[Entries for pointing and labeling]
· · · · · · ·

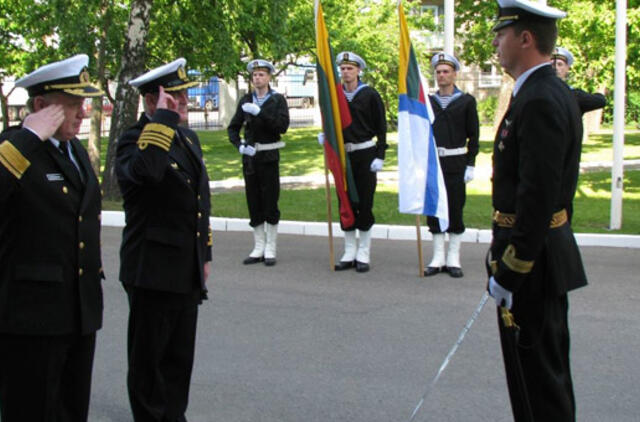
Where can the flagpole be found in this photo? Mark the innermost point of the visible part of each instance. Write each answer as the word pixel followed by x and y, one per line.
pixel 419 238
pixel 327 187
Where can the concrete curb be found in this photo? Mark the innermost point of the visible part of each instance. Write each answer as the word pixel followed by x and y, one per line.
pixel 382 231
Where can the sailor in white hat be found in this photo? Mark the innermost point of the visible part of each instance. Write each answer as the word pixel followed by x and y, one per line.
pixel 456 130
pixel 562 60
pixel 536 159
pixel 166 243
pixel 51 275
pixel 366 155
pixel 264 115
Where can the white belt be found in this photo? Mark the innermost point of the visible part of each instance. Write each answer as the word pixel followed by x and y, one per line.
pixel 446 152
pixel 267 147
pixel 350 147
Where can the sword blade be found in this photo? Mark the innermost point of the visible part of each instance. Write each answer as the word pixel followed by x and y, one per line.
pixel 452 352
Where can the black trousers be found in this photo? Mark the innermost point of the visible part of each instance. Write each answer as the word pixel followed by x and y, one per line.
pixel 544 354
pixel 45 378
pixel 161 346
pixel 262 189
pixel 456 197
pixel 366 182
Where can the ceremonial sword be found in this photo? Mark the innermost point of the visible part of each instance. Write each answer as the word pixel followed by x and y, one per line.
pixel 452 352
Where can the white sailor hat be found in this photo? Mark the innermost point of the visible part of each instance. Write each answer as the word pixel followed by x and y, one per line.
pixel 350 58
pixel 444 58
pixel 562 54
pixel 259 64
pixel 69 76
pixel 171 76
pixel 512 11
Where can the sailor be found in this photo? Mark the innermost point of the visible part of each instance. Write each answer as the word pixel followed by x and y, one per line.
pixel 265 116
pixel 456 130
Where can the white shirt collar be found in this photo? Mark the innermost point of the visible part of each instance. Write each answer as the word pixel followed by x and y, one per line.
pixel 522 78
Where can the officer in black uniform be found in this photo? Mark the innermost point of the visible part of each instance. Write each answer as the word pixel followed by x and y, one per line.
pixel 265 116
pixel 51 273
pixel 535 171
pixel 366 156
pixel 166 244
pixel 562 60
pixel 456 130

· · · · · · ·

*What to do*: Repeat word for word the lines from the one containing "Where can the white shirt" through the end of the entries, including both ends.

*Worked solution*:
Where can the white shirt collar be found in this photo? Mark the innermost point of the visible part of each instance. Write each answer as the word pixel followed by x and y, one per line.
pixel 522 78
Where can the officer in black uniform be found in this photo? Mark the innermost point of the visible part of each instance. Write each answer as the word pixel followed by x and y, one per line.
pixel 265 116
pixel 51 273
pixel 535 171
pixel 366 156
pixel 166 244
pixel 562 60
pixel 456 130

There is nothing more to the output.